• _ACTIONS TO TAKE_:
a: In the notebook on scraping The Matrix screenplay, what date appears near the top of the script text?
b: Using the notebook on scraping The Matrix screenplay, decide whether each statement agrees with it. Give yes or no for each, and quote the words that decide it. (i) Stage direction is preceded by \n\n\t. (ii) The author expects that the listed conditions will hold for other scripts. (iii) The set of possible characters leaves out bold text containing "INT.".
--- GIVEN PASSAGE Enclosed Below ---
In [1]:
import requests
from bs4 import BeautifulSoup
import re

In [2]:
req = requests.get('https://www.imsdb.com/scripts/Matrix,-The.html')
soup = BeautifulSoup(req.content, 'lxml')

In [5]:
script = soup.find('pre')

In [157]:
script.text[:1000]

"\n\n\n\n\n\n\n\n\n\n\n\n\n\n\n\t\t\t\t\tTHE MATRIX\n\n\n\n\t\t\t\t\tWritten by\n\n\t\t\t\tLarry and Andy Wachowski\n\n\n\n\n\n\n\n\n\n\n\n\n\n\n\n\n\n\n\n\n\n\n\n\n\n\n\n\n\n\t\t\t\t\tApril 8, 1996\n\n\n\n\n\n\n\n\tFADE IN ON:\n\n\tCOMPUTER SCREEN\n\n\tSo close it has no boundaries.\n\n\tA blinking cursor pulses in the electric darkness like a\n\theart coursing with phosphorous light, burning beneath\n\tthe derma of black-neon glass.\n\n\tA PHONE begins to RING, we hear it as though we were \n\tmaking the call.  The cursor continues to throb,\n\trelentlessly patient, until --\n\n\t\t\t\t\tMAN (V.O.)\n\t\t\tHello?\n\n\tData now slashes across the screen, information flashing\n\tfaster than we read.\n\n\t\t\t\t\tSCREEN\n\t\t\tCall trans opt:  received.\n\t\t\t2-19-96  13:24:18  REC:Log>\n\n\t\t\t\t\tWOMAN (V.O.)\n\t\t\tI'm inside.  Anything to report?\n\n\tWe listen to the phone conversation as though we were on\n\ta third line.  The man's name is CYPHER.  The woman, \n\tTRINITY.\n\n\t\

names are preceded by 2 \n\n\t\t\t\t\t, dialogue is preceded by \n\t\t\t, stage direction is preceded by \n\n\t.  Problems that immediately come to mind: 
- making sure preceding spoken line is dialogue by someone else and not some transition
- making sure the format is the same between all scripts

With the neat formatting, that's all I can think of.

Leap of faith: conditions listed are going to apply to other scripts.  Unlikely, but let's see how it goes.

In [156]:
possible_characters = set([re.sub('[\n\t]', '', tagged.text) for tagged in script.findAll('b') if 'INT.' not in tagged.text and 'EXT.' not in tagged.text and ':' not in tagged.text])
--- End of Enclosed GIVEN PASSAGE ---
--- DATASET CONTENT Enclosed Below ---
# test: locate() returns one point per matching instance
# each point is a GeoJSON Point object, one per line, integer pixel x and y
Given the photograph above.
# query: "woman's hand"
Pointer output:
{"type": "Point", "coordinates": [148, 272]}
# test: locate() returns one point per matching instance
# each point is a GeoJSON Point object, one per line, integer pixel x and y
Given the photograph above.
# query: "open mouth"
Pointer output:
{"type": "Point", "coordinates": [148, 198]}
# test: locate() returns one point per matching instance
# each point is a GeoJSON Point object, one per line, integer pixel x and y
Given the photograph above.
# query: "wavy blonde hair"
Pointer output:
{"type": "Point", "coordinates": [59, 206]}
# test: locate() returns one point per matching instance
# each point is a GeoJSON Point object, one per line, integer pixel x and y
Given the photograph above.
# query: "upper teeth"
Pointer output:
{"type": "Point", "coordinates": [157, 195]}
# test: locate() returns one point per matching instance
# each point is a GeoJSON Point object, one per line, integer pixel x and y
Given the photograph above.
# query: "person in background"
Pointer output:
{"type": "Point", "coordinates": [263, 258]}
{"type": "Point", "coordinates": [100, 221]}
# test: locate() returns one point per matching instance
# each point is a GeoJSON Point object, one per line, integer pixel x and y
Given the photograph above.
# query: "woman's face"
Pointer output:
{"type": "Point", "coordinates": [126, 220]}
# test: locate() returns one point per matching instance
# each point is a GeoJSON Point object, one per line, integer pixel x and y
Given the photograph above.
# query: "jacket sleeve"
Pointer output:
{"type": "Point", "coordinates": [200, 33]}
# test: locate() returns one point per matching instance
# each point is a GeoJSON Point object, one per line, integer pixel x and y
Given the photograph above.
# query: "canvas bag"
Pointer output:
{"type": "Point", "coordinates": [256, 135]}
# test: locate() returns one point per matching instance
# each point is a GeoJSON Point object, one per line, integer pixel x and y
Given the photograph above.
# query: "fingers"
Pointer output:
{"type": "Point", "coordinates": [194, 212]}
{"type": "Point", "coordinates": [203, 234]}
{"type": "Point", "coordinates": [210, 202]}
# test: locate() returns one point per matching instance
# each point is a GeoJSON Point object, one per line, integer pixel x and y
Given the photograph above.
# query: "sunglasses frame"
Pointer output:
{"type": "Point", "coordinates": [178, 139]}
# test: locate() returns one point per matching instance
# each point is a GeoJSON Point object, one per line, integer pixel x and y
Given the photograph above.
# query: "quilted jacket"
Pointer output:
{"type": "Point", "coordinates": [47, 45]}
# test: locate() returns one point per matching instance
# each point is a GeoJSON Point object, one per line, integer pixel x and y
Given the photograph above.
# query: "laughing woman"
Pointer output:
--- End of Enclosed DATASET CONTENT ---
--- DATASET CONTENT Enclosed Below ---
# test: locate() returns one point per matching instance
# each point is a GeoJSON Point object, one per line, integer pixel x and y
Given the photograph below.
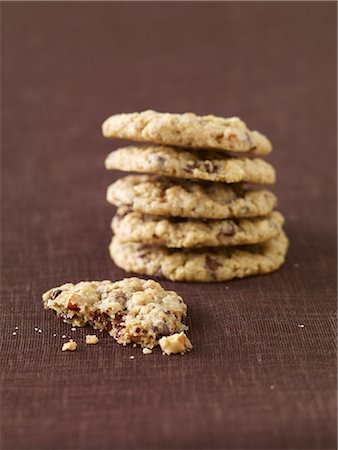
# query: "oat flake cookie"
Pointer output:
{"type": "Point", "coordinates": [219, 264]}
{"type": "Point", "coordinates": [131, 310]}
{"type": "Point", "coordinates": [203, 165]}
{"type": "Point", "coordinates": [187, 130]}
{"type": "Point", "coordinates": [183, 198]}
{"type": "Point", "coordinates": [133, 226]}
--- End of Enclosed DATASET CONTENT ---
--- DATASET CONTENT Enclosed Below ---
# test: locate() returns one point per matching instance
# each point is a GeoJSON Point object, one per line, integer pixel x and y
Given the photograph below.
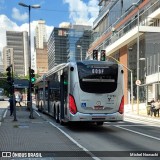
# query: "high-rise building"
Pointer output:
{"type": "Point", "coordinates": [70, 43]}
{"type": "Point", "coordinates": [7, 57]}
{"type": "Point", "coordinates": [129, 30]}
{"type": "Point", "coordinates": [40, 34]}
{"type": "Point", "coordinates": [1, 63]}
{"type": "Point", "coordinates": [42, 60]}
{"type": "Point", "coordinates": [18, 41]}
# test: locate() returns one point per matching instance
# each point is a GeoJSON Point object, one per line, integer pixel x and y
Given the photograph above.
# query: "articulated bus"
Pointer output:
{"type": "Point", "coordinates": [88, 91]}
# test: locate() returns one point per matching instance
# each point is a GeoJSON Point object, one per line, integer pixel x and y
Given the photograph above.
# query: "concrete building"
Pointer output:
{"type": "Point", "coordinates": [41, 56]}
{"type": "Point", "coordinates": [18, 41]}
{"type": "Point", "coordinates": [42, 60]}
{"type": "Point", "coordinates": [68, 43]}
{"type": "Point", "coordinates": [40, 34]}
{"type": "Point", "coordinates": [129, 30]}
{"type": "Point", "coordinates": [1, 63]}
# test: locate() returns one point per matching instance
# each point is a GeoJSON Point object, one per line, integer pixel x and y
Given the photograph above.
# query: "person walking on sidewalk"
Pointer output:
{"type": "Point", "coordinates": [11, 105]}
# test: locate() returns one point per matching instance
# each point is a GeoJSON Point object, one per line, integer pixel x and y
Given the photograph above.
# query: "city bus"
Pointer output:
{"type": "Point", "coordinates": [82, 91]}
--- End of Enclosed DATASET CONTENT ---
• _SOLUTIONS TO THE TASKS_:
a: April 8, 1996

b:
(i) Yes: "stage direction is preceded by \n\n\t"
(ii) No: "Unlikely, but let's see how it goes."
(iii) Yes: "'INT.' not in tagged.text"